# CONSIGNES DES TÂCHES
A - Selon le texte sur le dédommagement des victimes canadiennes, combien de cas ont pu bénéficier d'un jugement en cour ?
B - Rédigez la suite du texte sur le dédommagement des victimes canadiennes, après sa dernière phrase.

# TEXTE À ANALYSER
___

Malgré cette déclaration, les victimes canadiennes ont été forcées de se débrouiller individuellement, famille par famille. Aucun cas n’a pu bénéficier d’un jugement en cour. Les familles ont plutôt dû se contenter d’un règlement hors cour et se soumettre à la loi du bâillon, en vertu de laquelle ils ne pouvaient discuter du montant du règlement. En bout de ligne, des montants d’une grande disparité ont été offerts en dédommagement, de sorte que des gens atteints d’un même niveau d’invalidité pouvaient recevoir des règlements variant de plusieurs centaines de milliers de dollars.

___

# MATÉRIEL FOURNI

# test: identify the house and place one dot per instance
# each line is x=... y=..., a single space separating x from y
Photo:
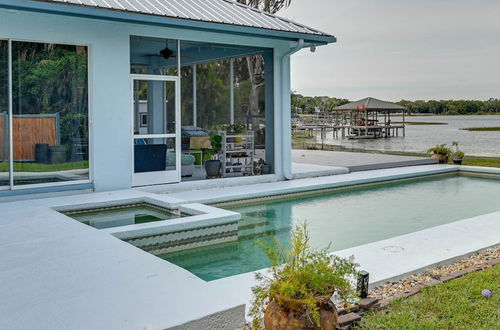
x=121 y=81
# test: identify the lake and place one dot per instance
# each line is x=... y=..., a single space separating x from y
x=419 y=138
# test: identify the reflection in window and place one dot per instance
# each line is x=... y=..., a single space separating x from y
x=50 y=113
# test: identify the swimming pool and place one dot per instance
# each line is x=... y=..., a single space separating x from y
x=345 y=218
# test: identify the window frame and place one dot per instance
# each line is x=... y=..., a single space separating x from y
x=90 y=180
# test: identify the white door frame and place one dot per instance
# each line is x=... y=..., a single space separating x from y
x=158 y=177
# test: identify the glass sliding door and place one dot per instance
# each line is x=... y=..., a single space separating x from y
x=4 y=115
x=156 y=118
x=50 y=130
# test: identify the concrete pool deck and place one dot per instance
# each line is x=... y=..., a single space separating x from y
x=57 y=273
x=357 y=161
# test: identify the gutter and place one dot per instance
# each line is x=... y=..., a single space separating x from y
x=73 y=10
x=286 y=122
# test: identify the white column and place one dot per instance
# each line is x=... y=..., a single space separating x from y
x=195 y=100
x=231 y=89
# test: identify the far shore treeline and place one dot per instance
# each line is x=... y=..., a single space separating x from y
x=312 y=104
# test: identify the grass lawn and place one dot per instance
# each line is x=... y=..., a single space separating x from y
x=35 y=167
x=482 y=129
x=457 y=304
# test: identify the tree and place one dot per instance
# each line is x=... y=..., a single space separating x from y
x=255 y=63
x=269 y=6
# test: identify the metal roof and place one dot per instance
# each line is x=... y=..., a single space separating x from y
x=371 y=104
x=213 y=11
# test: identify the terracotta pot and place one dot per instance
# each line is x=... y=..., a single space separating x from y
x=288 y=314
x=443 y=159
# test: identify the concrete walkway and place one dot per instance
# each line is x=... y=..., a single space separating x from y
x=357 y=161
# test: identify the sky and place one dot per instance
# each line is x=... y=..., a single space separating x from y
x=400 y=49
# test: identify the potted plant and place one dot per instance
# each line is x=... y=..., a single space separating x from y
x=440 y=152
x=296 y=293
x=213 y=166
x=457 y=154
x=265 y=168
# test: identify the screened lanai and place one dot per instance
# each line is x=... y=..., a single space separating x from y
x=218 y=88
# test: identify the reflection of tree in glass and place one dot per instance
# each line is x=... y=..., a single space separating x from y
x=50 y=79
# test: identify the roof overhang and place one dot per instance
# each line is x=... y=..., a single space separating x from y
x=143 y=19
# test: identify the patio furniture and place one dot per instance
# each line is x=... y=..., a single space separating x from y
x=187 y=163
x=149 y=157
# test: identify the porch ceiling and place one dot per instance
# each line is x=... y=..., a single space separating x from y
x=145 y=50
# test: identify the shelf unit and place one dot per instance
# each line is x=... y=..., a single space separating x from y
x=238 y=151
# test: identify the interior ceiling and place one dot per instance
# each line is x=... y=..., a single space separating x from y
x=145 y=51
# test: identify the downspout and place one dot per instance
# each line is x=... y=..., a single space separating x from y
x=286 y=122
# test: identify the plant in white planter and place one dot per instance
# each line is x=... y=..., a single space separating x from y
x=457 y=154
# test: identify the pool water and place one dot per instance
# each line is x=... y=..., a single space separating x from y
x=345 y=218
x=122 y=215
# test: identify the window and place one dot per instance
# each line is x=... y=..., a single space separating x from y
x=4 y=114
x=49 y=128
x=144 y=120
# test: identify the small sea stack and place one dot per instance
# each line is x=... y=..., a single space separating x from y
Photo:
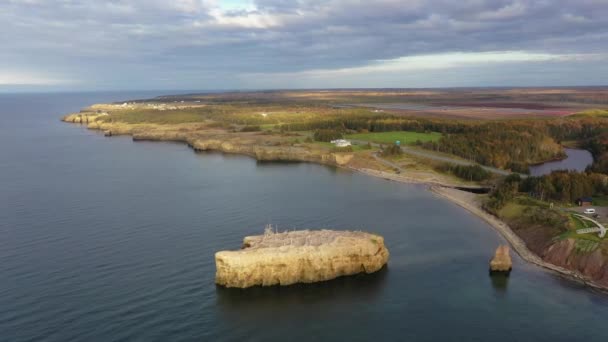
x=304 y=256
x=502 y=260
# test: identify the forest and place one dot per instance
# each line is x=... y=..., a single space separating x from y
x=560 y=186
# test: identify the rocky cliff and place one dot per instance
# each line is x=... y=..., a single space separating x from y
x=593 y=265
x=300 y=257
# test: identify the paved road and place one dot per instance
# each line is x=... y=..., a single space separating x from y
x=438 y=157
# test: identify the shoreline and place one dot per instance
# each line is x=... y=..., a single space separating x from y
x=515 y=241
x=442 y=190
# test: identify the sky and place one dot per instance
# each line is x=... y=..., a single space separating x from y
x=278 y=44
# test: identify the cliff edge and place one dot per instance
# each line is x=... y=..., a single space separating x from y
x=304 y=256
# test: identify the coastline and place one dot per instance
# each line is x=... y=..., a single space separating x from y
x=442 y=190
x=508 y=234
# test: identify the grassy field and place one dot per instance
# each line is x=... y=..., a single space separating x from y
x=391 y=137
x=601 y=201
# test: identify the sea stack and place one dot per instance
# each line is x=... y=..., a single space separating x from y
x=502 y=260
x=304 y=256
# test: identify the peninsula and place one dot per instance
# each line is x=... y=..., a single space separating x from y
x=481 y=141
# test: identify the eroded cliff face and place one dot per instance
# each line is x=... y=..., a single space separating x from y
x=300 y=257
x=592 y=265
x=212 y=140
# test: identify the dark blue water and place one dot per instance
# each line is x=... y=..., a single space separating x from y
x=105 y=239
x=576 y=160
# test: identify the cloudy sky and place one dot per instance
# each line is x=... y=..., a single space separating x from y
x=252 y=44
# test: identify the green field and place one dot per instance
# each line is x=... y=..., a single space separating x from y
x=390 y=137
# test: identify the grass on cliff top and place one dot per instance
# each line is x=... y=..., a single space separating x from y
x=168 y=117
x=390 y=137
x=333 y=147
x=592 y=113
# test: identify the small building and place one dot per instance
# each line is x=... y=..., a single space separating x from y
x=341 y=142
x=584 y=201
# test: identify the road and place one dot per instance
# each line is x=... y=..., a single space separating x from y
x=435 y=156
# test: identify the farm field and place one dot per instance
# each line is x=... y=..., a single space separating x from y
x=390 y=137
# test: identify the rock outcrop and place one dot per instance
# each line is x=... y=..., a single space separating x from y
x=502 y=260
x=304 y=256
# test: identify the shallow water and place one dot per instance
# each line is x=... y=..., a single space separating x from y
x=106 y=239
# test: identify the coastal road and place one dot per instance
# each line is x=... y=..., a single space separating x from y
x=438 y=157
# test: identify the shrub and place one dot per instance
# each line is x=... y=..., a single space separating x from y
x=391 y=150
x=327 y=135
x=251 y=128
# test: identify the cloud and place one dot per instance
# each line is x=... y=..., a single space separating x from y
x=9 y=77
x=218 y=44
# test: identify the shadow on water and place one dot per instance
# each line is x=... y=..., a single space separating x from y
x=500 y=281
x=365 y=286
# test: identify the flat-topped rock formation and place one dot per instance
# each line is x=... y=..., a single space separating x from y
x=502 y=260
x=304 y=256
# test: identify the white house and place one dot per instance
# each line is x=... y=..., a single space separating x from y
x=341 y=142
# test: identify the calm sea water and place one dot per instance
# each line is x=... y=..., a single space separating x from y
x=105 y=239
x=577 y=160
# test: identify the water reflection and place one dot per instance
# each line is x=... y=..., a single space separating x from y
x=500 y=281
x=577 y=160
x=364 y=286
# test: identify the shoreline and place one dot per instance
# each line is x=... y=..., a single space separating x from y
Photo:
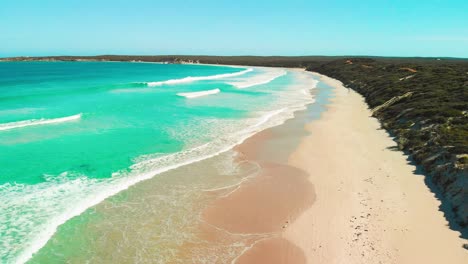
x=371 y=206
x=365 y=202
x=136 y=183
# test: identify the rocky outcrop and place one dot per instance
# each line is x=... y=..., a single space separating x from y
x=425 y=111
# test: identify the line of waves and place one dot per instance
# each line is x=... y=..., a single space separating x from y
x=199 y=94
x=36 y=122
x=258 y=80
x=61 y=191
x=199 y=78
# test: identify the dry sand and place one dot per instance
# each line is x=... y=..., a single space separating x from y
x=371 y=206
x=342 y=194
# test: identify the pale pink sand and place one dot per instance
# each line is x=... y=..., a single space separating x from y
x=370 y=206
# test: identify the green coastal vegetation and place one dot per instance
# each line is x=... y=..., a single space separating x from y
x=421 y=102
x=424 y=105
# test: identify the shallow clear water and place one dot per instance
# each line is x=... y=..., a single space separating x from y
x=74 y=133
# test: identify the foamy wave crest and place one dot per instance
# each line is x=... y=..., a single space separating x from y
x=199 y=94
x=199 y=78
x=36 y=122
x=259 y=79
x=38 y=210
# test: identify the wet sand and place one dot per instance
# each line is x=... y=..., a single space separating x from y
x=342 y=194
x=269 y=201
x=371 y=206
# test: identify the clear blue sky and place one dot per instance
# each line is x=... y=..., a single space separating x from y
x=236 y=27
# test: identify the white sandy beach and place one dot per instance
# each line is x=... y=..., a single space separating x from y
x=370 y=205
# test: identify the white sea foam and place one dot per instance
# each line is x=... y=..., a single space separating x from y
x=36 y=122
x=199 y=94
x=199 y=78
x=260 y=79
x=46 y=206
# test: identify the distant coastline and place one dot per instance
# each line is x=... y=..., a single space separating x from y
x=434 y=135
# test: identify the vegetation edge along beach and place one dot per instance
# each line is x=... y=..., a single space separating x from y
x=422 y=102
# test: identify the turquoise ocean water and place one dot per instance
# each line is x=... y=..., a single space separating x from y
x=75 y=133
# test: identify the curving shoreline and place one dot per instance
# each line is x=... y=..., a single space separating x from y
x=371 y=206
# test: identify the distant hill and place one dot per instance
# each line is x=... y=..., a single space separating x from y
x=423 y=102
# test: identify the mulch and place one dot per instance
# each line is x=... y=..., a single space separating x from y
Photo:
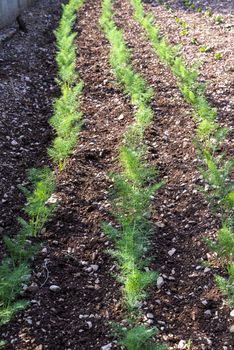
x=74 y=257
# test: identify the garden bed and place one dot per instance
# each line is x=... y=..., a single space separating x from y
x=185 y=303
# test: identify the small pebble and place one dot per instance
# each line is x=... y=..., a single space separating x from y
x=160 y=282
x=54 y=288
x=171 y=251
x=106 y=347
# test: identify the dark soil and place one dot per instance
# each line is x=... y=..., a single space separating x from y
x=188 y=306
x=27 y=89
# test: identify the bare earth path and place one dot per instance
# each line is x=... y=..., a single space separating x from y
x=188 y=306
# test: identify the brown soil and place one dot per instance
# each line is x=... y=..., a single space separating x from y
x=188 y=305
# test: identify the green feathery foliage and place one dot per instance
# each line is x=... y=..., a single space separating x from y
x=66 y=121
x=215 y=171
x=132 y=190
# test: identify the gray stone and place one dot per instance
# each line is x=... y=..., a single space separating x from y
x=55 y=288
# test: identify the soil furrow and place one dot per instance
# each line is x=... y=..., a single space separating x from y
x=74 y=255
x=27 y=89
x=188 y=306
x=218 y=73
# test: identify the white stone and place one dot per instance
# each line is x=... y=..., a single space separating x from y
x=181 y=344
x=44 y=251
x=207 y=312
x=106 y=347
x=160 y=282
x=207 y=269
x=171 y=251
x=54 y=288
x=94 y=267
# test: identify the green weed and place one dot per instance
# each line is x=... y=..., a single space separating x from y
x=218 y=19
x=226 y=285
x=215 y=171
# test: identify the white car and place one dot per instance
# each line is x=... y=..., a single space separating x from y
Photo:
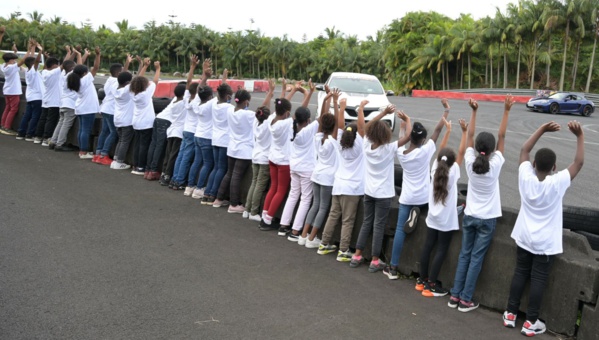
x=356 y=87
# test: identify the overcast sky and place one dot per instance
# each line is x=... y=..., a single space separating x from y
x=273 y=18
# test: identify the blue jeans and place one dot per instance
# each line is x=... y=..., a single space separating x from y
x=400 y=235
x=221 y=163
x=185 y=157
x=477 y=235
x=207 y=159
x=33 y=110
x=108 y=135
x=86 y=124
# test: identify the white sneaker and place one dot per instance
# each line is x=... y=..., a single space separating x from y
x=188 y=191
x=256 y=217
x=302 y=240
x=197 y=193
x=313 y=244
x=87 y=155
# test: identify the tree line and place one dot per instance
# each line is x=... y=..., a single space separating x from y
x=536 y=44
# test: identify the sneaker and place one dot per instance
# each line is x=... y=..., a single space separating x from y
x=326 y=249
x=373 y=268
x=283 y=231
x=256 y=217
x=509 y=320
x=344 y=256
x=453 y=302
x=86 y=155
x=356 y=262
x=220 y=203
x=410 y=224
x=391 y=272
x=197 y=193
x=301 y=240
x=138 y=171
x=238 y=209
x=434 y=290
x=532 y=329
x=188 y=191
x=466 y=306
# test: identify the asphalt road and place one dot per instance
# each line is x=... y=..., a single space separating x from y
x=522 y=123
x=91 y=253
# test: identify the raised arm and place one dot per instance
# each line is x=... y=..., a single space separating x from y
x=441 y=122
x=156 y=72
x=96 y=66
x=507 y=106
x=462 y=149
x=472 y=125
x=534 y=138
x=575 y=167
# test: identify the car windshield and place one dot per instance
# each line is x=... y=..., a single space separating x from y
x=357 y=85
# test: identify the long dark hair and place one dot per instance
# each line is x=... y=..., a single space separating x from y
x=74 y=78
x=445 y=160
x=485 y=145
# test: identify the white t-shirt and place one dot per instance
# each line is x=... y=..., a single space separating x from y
x=483 y=200
x=327 y=162
x=68 y=97
x=143 y=108
x=204 y=124
x=108 y=102
x=123 y=108
x=444 y=217
x=349 y=178
x=281 y=132
x=52 y=84
x=241 y=135
x=380 y=174
x=538 y=227
x=87 y=97
x=416 y=173
x=303 y=152
x=220 y=127
x=35 y=86
x=12 y=82
x=262 y=140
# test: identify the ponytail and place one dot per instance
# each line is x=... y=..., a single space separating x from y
x=445 y=161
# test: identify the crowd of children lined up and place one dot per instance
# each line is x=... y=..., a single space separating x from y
x=204 y=142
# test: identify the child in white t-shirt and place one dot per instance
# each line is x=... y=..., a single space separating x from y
x=483 y=163
x=442 y=218
x=379 y=154
x=538 y=229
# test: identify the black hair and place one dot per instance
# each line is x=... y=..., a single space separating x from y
x=51 y=62
x=302 y=115
x=485 y=145
x=180 y=90
x=124 y=78
x=349 y=136
x=262 y=114
x=242 y=95
x=29 y=61
x=545 y=160
x=74 y=78
x=282 y=105
x=205 y=93
x=115 y=69
x=9 y=56
x=445 y=160
x=418 y=134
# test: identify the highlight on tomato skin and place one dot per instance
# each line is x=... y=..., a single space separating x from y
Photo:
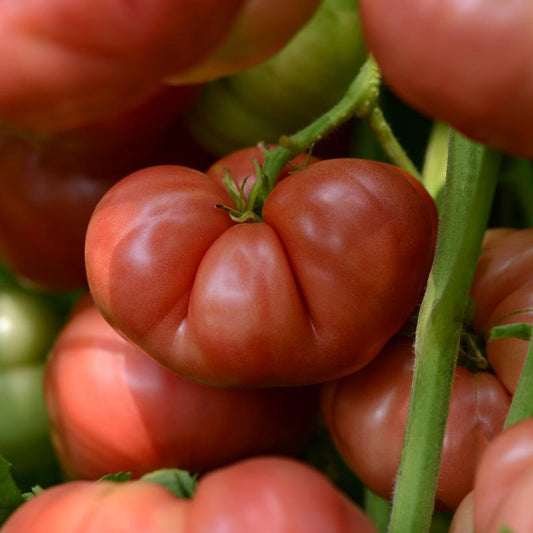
x=504 y=482
x=366 y=415
x=269 y=494
x=50 y=185
x=467 y=65
x=114 y=409
x=337 y=265
x=103 y=56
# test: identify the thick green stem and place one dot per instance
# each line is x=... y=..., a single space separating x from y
x=470 y=184
x=361 y=96
x=388 y=141
x=377 y=509
x=361 y=101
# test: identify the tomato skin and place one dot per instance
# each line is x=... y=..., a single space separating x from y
x=50 y=186
x=88 y=507
x=503 y=292
x=267 y=494
x=273 y=495
x=113 y=408
x=29 y=323
x=299 y=280
x=504 y=482
x=366 y=414
x=104 y=57
x=289 y=90
x=96 y=64
x=463 y=517
x=457 y=81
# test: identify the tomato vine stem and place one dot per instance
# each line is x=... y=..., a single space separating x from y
x=471 y=178
x=361 y=100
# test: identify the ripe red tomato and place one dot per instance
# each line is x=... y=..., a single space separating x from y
x=463 y=517
x=113 y=408
x=50 y=186
x=366 y=414
x=465 y=63
x=263 y=495
x=504 y=482
x=503 y=293
x=89 y=507
x=311 y=293
x=71 y=63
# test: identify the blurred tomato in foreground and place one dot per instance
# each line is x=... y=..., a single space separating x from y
x=50 y=186
x=263 y=495
x=113 y=409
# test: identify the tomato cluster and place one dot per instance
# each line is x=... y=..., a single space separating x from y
x=220 y=268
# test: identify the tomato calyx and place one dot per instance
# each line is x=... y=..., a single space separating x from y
x=247 y=208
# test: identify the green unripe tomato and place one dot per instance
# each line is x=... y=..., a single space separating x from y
x=24 y=426
x=283 y=94
x=29 y=323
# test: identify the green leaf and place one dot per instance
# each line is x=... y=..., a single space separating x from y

___

# RÉPONSES PAR ENTRÉE
A - Aucun cas n'a pu bénéficier d'un jugement en cour.

B -
En 1987, les Amputés de guerre du Canada ont mis sur pied le groupe de travail sur la thalidomide pour obtenir du gouvernement canadien un dédommagement pour les victimes de la thalidomide nées au Canada. Étant donné que le Canada avait permis la mise en marché du médicament alors que de nombreux avertissements avaient déjà été lancés sur les effets secondaires liés à la thalidomide, et qu’il avait laissé le médicament sur le marché pendant trois mois entiers après que la majorité des pays l’avaient enlevé des tablettes, on avait le sentiment que le gouvernement du Canada avait une responsabilité morale de veiller à ce que les victimes de la thalidomide jouissent d’un dédommagement adéquat.
En 1991, le ministère de la Santé nationale et du Bien-être social, par l’intermédiaire de son Régime d’aide extraordinaire, a accordé de petites subventions forfaitaires de commisération aux thalidomidiens canadiens. Ces versements ont été rapidement utilisés pour couvrir certains des coûts très élevés de leurs déficiences, et pour la plupart des victimes, les montants ont été vite épuisés.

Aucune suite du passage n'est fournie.